Le Dr Jean-Paul Vallon ne décolère pas. Depuis quelques jours, il a été informé que certains formulaires de la Sécu ne lui seront plus livrés au cabinet comme auparavant, par transporteur. Le généraliste, installé à Apt (Vaucluse), devra lui-même se déplacer au point d’accueil de l’Assurance-maladie le plus proche de son domicile… à Cavaillon.
Il lui faudra donc parcourir 65 km (aller et retour), soit plus d’une heure de route, et se présenter aux horaires d’ouverture de la caisse… entre 8 h 30 et 16 h 30 (fermeture entre 12 h 30 et 13 h 30), pour récupérer ces documents.
Impossible de les télécharger pour s’éviter ce déplacement : ces formulaires de prescription non pré-identifiés, sur lesquels ne figurent pas le nom du médecin (bons de transport, demandes de cures thermales…), ne sont pas disponibles sur le site Ameli Pro, afin de prévenir la fraude, précise la Sécu.
Une mesure « horripilante »

À compléter:
#1 Dans l'article sur les formulaires de la Sécu, indiquez la ville où se trouve le point d'accueil de l'Assurance-maladie le plus proche du domicile du Dr Vallon.
#2 Reproduisez sans aucune modification le passage de l'article sur les formulaires de la Sécu qui commence par « Il lui faudra » et se poursuit jusqu'à « récupérer ces documents. ».

Données brutes:
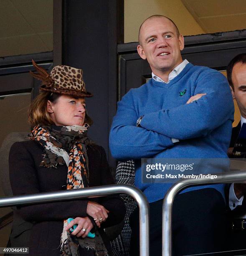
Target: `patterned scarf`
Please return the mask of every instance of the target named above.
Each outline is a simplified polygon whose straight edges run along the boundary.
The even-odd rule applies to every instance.
[[[41,166],[56,168],[58,164],[66,164],[67,189],[89,187],[89,162],[86,147],[90,142],[87,136],[88,128],[87,124],[83,126],[48,125],[41,127],[38,125],[28,135],[30,139],[38,141],[44,149]],[[80,247],[82,249],[93,250],[99,256],[108,255],[97,230],[94,238],[78,238],[71,236],[70,231],[65,231],[67,225],[67,221],[65,220],[61,238],[61,255],[79,256]]]

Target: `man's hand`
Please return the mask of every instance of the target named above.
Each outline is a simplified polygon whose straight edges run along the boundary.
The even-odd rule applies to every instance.
[[[246,183],[234,183],[234,192],[236,196],[239,199],[246,192]]]
[[[71,233],[71,235],[76,236],[77,237],[82,236],[84,238],[93,228],[93,225],[89,217],[77,217],[68,225],[65,230],[67,231],[76,224],[78,224],[78,227]]]
[[[107,219],[109,212],[104,206],[97,202],[91,201],[88,202],[86,213],[94,219],[99,228],[101,226],[101,223]]]
[[[206,95],[206,93],[198,93],[193,96],[191,96],[186,102],[187,104],[190,103],[192,103],[194,100],[197,100],[203,96]]]

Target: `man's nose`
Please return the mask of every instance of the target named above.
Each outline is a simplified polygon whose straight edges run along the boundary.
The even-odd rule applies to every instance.
[[[157,44],[158,48],[164,47],[167,45],[167,40],[163,36],[160,36],[157,38]]]

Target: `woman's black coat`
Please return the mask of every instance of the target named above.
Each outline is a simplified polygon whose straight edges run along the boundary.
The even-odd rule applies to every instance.
[[[14,195],[52,192],[66,189],[67,167],[57,168],[40,166],[43,149],[37,142],[16,142],[10,153],[9,169]],[[88,146],[89,187],[114,183],[104,149],[97,145]],[[109,211],[107,221],[99,232],[106,246],[110,243],[103,229],[119,223],[124,218],[125,208],[118,196],[90,199]],[[69,218],[84,217],[87,199],[42,203],[23,206],[18,213],[25,220],[34,223],[29,242],[30,255],[59,255],[63,220]]]

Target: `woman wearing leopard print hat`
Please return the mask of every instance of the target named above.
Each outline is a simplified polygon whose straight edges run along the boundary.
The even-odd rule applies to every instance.
[[[41,80],[41,93],[28,111],[30,140],[12,146],[10,175],[14,195],[76,189],[113,183],[105,151],[86,135],[92,121],[86,110],[82,71],[64,65],[50,74],[33,61]],[[31,255],[109,255],[103,229],[124,218],[118,196],[22,206],[18,211],[33,223]],[[69,224],[67,219],[74,220]],[[72,232],[70,228],[77,227]],[[89,232],[94,238],[87,236]]]

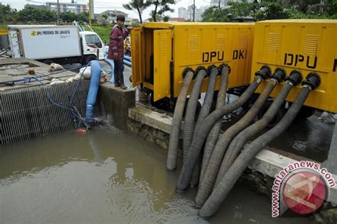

Réponses dans l'ordre:
#1 Cavaillon.

#2
Il lui faudra donc parcourir 65 km (aller et retour), soit plus d’une heure de route, et se présenter aux horaires d’ouverture de la caisse… entre 8 h 30 et 16 h 30 (fermeture entre 12 h 30 et 13 h 30), pour récupérer ces documents.